INSTRUCTION: Type out each of the rows below word for word, but leave the pictures out of your answer.

DATA:
_ _ _ _

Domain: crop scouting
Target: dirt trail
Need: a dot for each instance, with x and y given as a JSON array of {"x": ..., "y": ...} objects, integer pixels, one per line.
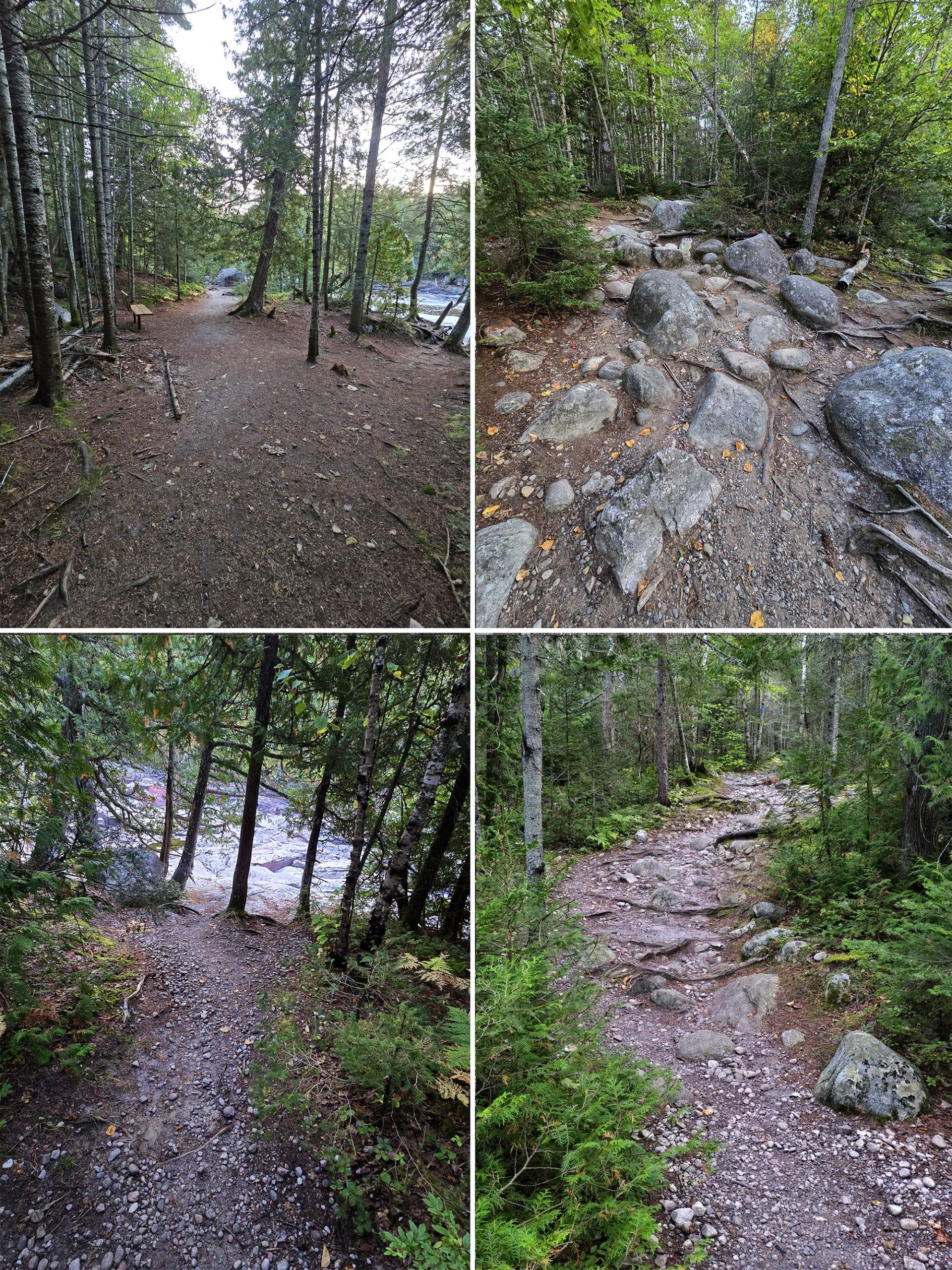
[
  {"x": 287, "y": 495},
  {"x": 777, "y": 545},
  {"x": 795, "y": 1185},
  {"x": 75, "y": 1197}
]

_ _ _ _

WRITTEN ANSWER:
Domain: crop scouting
Target: dirt trail
Need: a dot for each instance, with x and y given as a JSON array of {"x": ..., "y": ...} objects, integer pixels, one per line.
[
  {"x": 287, "y": 495},
  {"x": 777, "y": 545},
  {"x": 795, "y": 1185},
  {"x": 75, "y": 1197}
]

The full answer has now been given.